-- REQUIRED WORK --
Can you repeat everything from the line containing "Shot-chart prep: mark the bird's back" down to the line containing "column 396, row 153", swapping "one point per instance" for "a single point for each instance" and leaving all else unchanged?

═══

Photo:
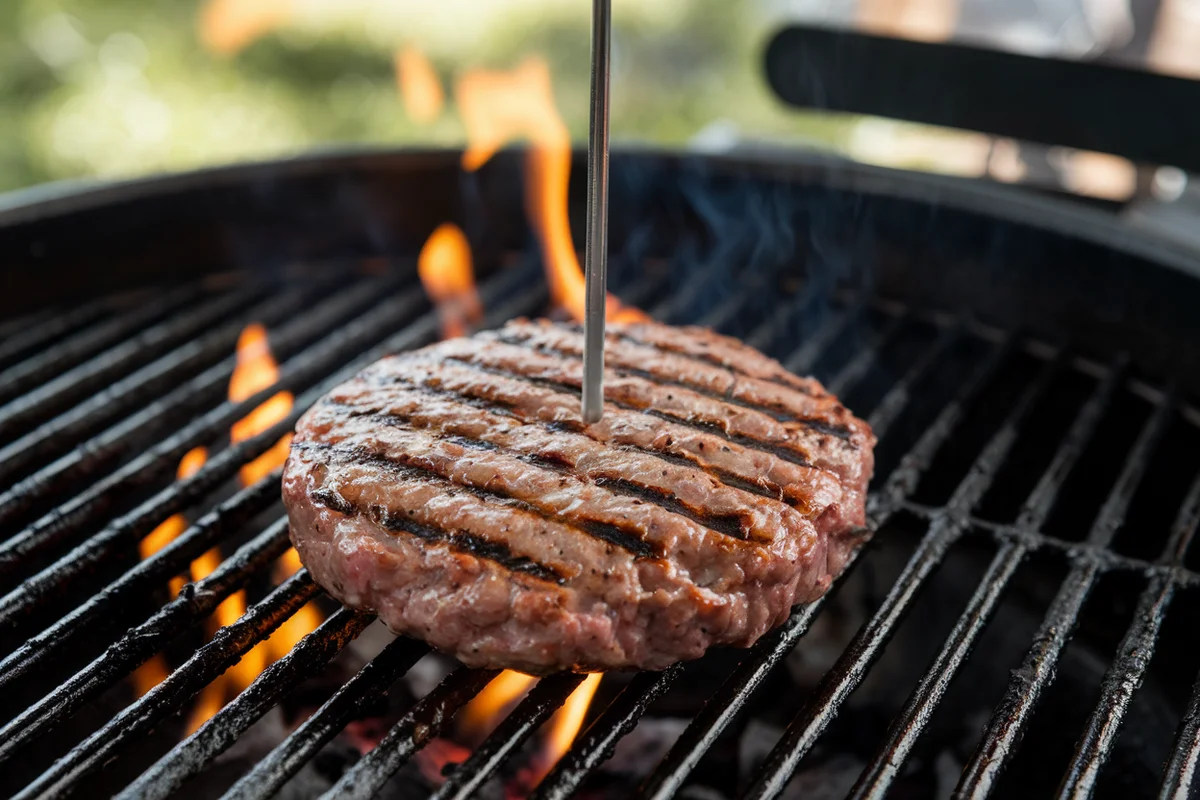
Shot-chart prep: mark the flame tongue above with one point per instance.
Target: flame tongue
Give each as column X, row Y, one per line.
column 445, row 270
column 255, row 371
column 502, row 107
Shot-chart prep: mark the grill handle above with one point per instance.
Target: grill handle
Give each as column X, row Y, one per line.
column 1146, row 118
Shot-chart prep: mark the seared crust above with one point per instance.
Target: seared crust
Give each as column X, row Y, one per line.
column 456, row 491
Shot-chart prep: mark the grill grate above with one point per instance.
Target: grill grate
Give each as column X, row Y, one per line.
column 112, row 453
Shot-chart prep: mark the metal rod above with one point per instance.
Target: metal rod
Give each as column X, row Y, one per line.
column 595, row 265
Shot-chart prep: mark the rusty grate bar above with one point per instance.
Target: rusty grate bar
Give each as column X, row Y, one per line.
column 196, row 602
column 189, row 757
column 270, row 774
column 37, row 401
column 423, row 722
column 181, row 686
column 864, row 649
column 42, row 371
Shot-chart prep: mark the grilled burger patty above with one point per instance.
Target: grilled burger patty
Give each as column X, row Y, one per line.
column 456, row 492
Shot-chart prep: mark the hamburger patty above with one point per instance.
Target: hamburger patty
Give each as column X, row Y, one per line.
column 456, row 492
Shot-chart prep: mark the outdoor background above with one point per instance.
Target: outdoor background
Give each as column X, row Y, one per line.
column 124, row 88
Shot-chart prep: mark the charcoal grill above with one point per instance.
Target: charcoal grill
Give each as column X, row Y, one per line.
column 1029, row 367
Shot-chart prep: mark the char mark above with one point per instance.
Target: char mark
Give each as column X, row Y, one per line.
column 567, row 426
column 775, row 413
column 605, row 531
column 459, row 541
column 688, row 422
column 699, row 358
column 725, row 524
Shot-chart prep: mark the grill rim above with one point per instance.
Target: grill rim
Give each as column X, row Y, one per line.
column 1009, row 536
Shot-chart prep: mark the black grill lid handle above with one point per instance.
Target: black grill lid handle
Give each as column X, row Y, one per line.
column 1144, row 116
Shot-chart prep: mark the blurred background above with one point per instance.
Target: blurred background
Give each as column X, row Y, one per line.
column 125, row 88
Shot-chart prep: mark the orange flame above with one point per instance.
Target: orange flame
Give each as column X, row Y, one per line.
column 227, row 26
column 565, row 725
column 501, row 107
column 445, row 270
column 485, row 711
column 255, row 371
column 419, row 85
column 154, row 672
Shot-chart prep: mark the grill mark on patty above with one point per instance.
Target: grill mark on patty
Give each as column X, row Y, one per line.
column 457, row 540
column 701, row 358
column 750, row 443
column 571, row 426
column 775, row 413
column 725, row 524
column 639, row 548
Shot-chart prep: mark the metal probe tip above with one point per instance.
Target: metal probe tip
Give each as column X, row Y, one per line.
column 595, row 265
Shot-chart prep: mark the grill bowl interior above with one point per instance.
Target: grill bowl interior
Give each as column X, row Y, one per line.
column 1026, row 365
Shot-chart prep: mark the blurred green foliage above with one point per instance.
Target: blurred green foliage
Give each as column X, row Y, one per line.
column 121, row 88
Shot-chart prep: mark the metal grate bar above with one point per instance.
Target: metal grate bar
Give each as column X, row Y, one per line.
column 861, row 364
column 906, row 728
column 423, row 722
column 65, row 355
column 196, row 601
column 912, row 721
column 1126, row 674
column 898, row 397
column 168, row 697
column 51, row 439
column 905, row 477
column 336, row 348
column 543, row 701
column 1008, row 722
column 591, row 749
column 1181, row 771
column 733, row 693
column 189, row 400
column 850, row 669
column 133, row 527
column 305, row 660
column 1122, row 679
column 141, row 579
column 41, row 330
column 803, row 360
column 66, row 389
column 270, row 774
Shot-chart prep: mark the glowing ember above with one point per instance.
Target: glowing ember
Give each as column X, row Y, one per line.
column 483, row 714
column 255, row 371
column 501, row 107
column 445, row 270
column 419, row 85
column 437, row 756
column 229, row 25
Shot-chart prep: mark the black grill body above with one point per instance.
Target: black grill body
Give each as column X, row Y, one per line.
column 1020, row 621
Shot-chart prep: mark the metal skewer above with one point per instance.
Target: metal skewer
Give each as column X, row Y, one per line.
column 595, row 265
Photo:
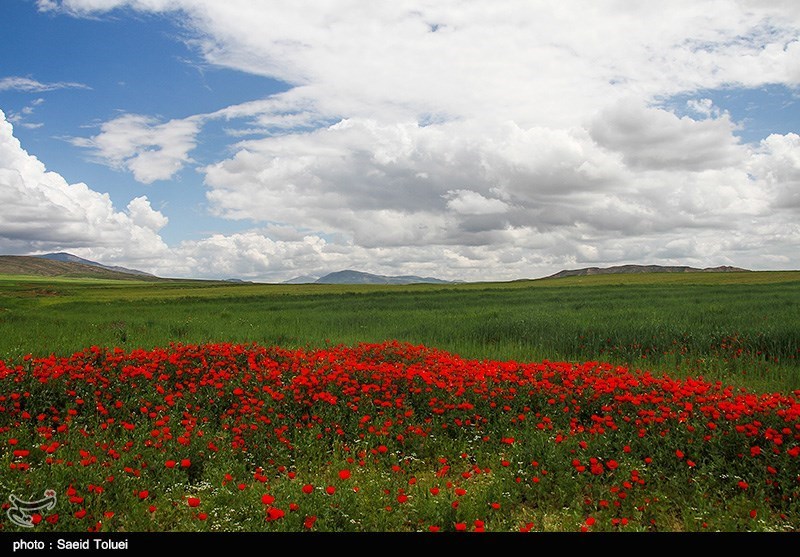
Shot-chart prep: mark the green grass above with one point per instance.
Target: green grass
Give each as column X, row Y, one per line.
column 728, row 325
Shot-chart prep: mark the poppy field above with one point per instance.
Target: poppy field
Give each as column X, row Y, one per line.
column 389, row 437
column 401, row 436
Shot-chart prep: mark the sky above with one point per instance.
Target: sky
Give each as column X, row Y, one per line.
column 476, row 140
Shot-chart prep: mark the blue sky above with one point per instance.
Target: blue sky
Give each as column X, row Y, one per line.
column 464, row 140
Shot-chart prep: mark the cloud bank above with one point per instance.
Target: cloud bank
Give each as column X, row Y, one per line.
column 476, row 140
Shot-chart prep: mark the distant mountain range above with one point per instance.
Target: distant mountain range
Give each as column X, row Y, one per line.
column 358, row 277
column 67, row 265
column 637, row 269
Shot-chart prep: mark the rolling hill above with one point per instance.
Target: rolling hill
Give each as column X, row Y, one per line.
column 357, row 277
column 69, row 258
column 39, row 266
column 638, row 269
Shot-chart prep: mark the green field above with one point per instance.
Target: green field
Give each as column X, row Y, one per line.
column 743, row 327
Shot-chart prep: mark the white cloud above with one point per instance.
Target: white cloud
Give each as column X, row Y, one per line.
column 28, row 85
column 657, row 139
column 150, row 150
column 40, row 211
column 479, row 139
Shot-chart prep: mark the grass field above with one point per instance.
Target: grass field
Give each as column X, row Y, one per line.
column 464, row 407
column 731, row 325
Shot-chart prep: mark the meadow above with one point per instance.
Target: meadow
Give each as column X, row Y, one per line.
column 613, row 402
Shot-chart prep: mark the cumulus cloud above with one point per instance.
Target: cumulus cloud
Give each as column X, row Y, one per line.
column 654, row 138
column 478, row 139
column 40, row 211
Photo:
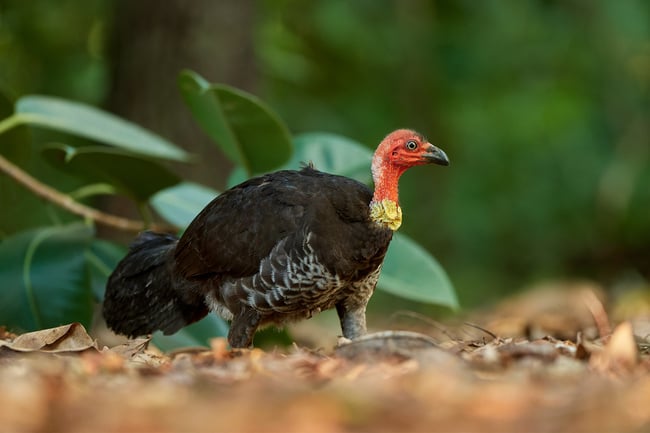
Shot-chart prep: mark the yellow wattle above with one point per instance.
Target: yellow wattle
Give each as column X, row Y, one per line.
column 386, row 212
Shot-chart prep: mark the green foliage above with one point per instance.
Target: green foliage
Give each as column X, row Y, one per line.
column 44, row 277
column 88, row 122
column 245, row 128
column 55, row 273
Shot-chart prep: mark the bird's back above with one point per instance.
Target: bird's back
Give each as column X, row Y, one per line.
column 238, row 229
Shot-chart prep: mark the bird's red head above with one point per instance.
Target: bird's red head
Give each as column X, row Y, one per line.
column 405, row 148
column 396, row 153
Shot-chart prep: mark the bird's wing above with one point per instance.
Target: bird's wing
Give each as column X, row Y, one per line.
column 237, row 229
column 242, row 226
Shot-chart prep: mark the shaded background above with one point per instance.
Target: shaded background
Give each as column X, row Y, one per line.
column 542, row 106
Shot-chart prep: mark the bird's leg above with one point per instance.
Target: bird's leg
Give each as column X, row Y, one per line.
column 353, row 320
column 243, row 327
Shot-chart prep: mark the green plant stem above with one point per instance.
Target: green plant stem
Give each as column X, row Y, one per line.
column 69, row 204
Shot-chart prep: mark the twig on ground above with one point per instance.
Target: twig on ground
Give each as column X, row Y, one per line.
column 68, row 203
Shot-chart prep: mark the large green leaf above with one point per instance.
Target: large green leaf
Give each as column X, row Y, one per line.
column 330, row 153
column 243, row 126
column 411, row 272
column 95, row 124
column 43, row 276
column 127, row 172
column 181, row 203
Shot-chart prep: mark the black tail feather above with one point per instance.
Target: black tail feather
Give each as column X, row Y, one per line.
column 143, row 296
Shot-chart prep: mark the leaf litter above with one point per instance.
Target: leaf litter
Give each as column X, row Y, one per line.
column 61, row 379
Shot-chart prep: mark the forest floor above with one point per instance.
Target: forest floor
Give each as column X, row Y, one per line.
column 546, row 361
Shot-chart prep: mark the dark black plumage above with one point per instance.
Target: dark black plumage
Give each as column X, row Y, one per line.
column 276, row 248
column 162, row 283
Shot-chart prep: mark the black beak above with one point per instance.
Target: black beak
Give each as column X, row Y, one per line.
column 436, row 155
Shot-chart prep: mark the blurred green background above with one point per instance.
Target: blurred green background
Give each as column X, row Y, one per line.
column 542, row 106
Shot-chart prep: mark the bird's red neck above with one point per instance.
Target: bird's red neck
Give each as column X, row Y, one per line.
column 386, row 178
column 384, row 207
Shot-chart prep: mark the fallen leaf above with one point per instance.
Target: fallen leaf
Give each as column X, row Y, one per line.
column 68, row 338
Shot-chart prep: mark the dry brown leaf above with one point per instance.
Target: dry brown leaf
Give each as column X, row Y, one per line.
column 619, row 354
column 68, row 338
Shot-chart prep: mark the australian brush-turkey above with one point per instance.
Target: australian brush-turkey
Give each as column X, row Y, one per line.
column 277, row 248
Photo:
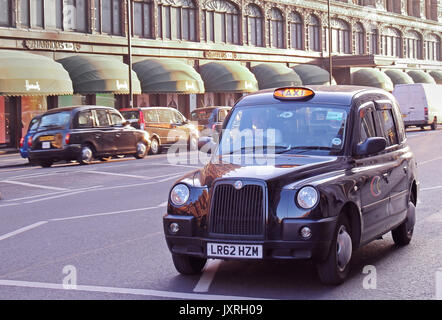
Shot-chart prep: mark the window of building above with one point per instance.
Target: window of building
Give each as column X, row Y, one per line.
column 340, row 36
column 433, row 47
column 414, row 45
column 177, row 20
column 373, row 36
column 314, row 34
column 142, row 19
column 253, row 25
column 295, row 30
column 391, row 40
column 220, row 21
column 5, row 13
column 108, row 16
column 393, row 6
column 275, row 27
column 359, row 39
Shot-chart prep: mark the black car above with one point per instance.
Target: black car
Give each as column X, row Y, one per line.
column 83, row 133
column 166, row 127
column 299, row 173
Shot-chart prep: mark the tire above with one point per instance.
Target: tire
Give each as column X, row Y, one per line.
column 87, row 155
column 403, row 233
column 154, row 146
column 188, row 265
column 335, row 268
column 46, row 163
column 434, row 124
column 141, row 150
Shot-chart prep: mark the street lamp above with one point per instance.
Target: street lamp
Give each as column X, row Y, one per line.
column 129, row 50
column 330, row 58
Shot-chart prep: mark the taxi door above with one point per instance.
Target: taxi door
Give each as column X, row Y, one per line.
column 372, row 176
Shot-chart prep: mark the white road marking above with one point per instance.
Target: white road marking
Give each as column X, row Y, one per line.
column 206, row 279
column 130, row 291
column 21, row 230
column 34, row 185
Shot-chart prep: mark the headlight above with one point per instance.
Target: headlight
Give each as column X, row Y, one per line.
column 179, row 194
column 307, row 197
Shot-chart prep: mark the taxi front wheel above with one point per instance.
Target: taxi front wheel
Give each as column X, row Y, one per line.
column 334, row 269
column 188, row 265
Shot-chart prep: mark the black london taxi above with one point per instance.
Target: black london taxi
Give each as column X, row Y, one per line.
column 166, row 127
column 299, row 173
column 84, row 133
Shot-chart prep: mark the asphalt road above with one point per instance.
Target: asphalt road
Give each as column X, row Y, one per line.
column 100, row 226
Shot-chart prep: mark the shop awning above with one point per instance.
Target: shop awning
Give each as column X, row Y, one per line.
column 437, row 76
column 398, row 77
column 420, row 76
column 92, row 74
column 371, row 78
column 227, row 76
column 312, row 75
column 273, row 75
column 168, row 76
column 27, row 74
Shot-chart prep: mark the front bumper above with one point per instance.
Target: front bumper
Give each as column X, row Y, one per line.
column 289, row 246
column 70, row 152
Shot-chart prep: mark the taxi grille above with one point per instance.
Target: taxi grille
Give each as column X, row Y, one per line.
column 237, row 212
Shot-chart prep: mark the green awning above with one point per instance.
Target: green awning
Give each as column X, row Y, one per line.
column 227, row 76
column 371, row 78
column 168, row 76
column 273, row 75
column 398, row 77
column 420, row 76
column 27, row 74
column 93, row 74
column 437, row 76
column 312, row 75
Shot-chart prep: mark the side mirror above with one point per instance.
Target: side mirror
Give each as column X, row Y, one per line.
column 371, row 146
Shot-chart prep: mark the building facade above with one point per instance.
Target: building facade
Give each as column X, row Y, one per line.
column 209, row 36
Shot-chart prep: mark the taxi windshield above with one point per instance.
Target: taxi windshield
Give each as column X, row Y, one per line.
column 285, row 129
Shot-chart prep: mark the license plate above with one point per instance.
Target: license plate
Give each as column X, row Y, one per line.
column 47, row 138
column 46, row 145
column 247, row 251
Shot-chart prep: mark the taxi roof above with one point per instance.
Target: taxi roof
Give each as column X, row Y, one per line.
column 335, row 94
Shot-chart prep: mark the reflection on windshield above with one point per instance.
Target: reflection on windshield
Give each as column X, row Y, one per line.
column 54, row 120
column 291, row 128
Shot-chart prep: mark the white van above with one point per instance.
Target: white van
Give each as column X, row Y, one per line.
column 420, row 104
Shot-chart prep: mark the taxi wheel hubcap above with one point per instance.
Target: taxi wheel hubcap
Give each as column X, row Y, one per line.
column 86, row 154
column 343, row 248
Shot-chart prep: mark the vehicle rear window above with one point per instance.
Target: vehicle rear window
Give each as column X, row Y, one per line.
column 54, row 120
column 130, row 115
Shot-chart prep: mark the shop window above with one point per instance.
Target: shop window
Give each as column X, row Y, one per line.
column 296, row 32
column 5, row 13
column 177, row 20
column 314, row 34
column 220, row 19
column 414, row 45
column 275, row 27
column 108, row 16
column 142, row 19
column 253, row 24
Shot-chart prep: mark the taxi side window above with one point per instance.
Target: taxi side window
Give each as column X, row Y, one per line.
column 389, row 127
column 103, row 120
column 85, row 119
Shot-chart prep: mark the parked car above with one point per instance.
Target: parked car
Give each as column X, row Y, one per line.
column 420, row 104
column 210, row 122
column 300, row 173
column 84, row 133
column 26, row 141
column 166, row 127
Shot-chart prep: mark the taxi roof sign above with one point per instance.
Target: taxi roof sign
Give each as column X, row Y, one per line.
column 293, row 93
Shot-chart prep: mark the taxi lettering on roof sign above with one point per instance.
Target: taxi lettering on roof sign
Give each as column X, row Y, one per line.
column 291, row 93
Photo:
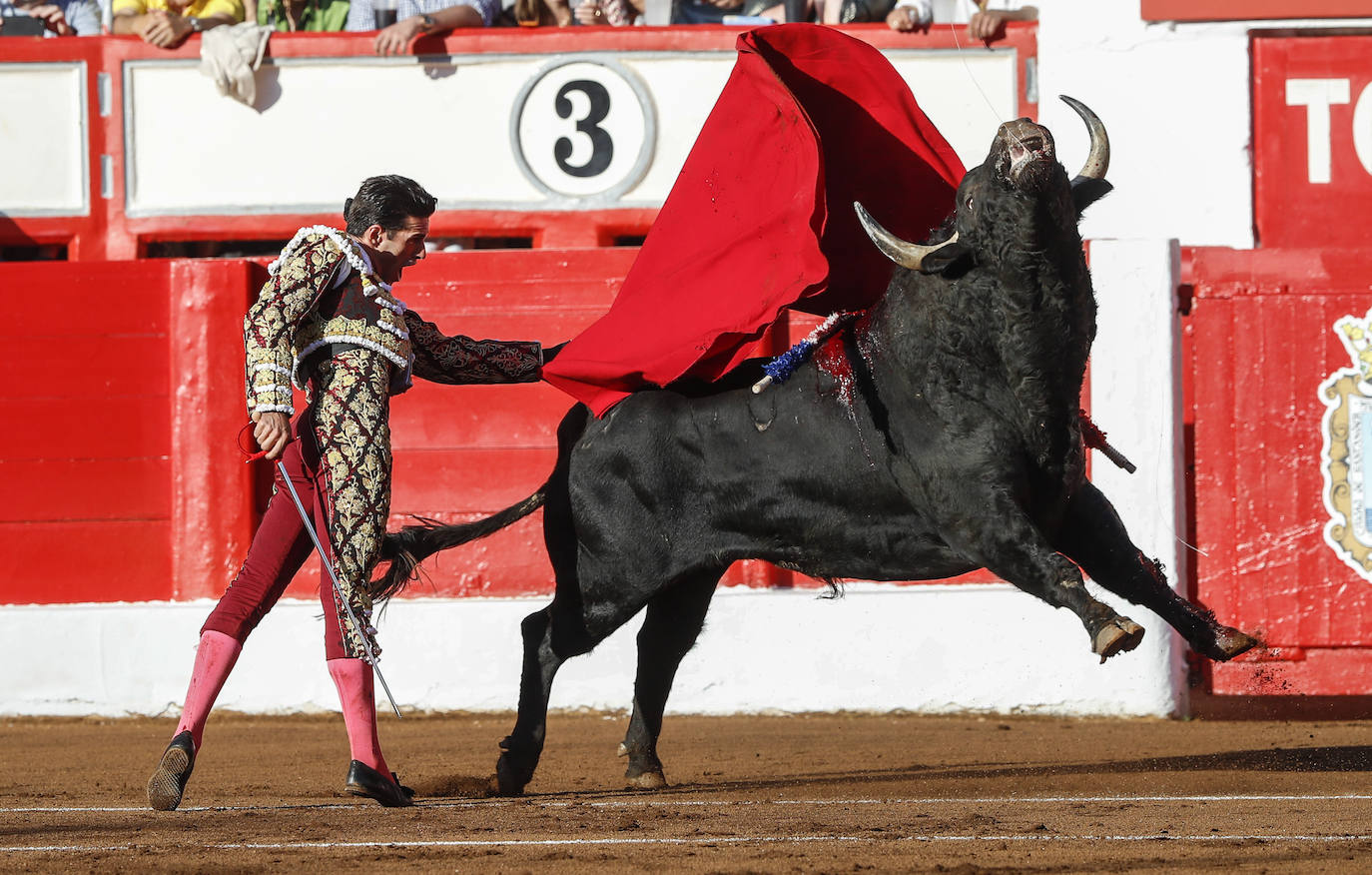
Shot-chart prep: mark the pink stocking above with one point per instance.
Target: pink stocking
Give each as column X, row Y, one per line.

═══

-- REPLY TO THE TASK --
Shot-chart prep: mark the bird's back above with a single point for each instance.
Target: bird's back
Give each as column X, row Y, one per line.
column 238, row 229
Shot-chart prep: mark the bird's red head above with a single point for each instance.
Target: bird's red head
Give each as column X, row Y, one per line.
column 405, row 148
column 396, row 153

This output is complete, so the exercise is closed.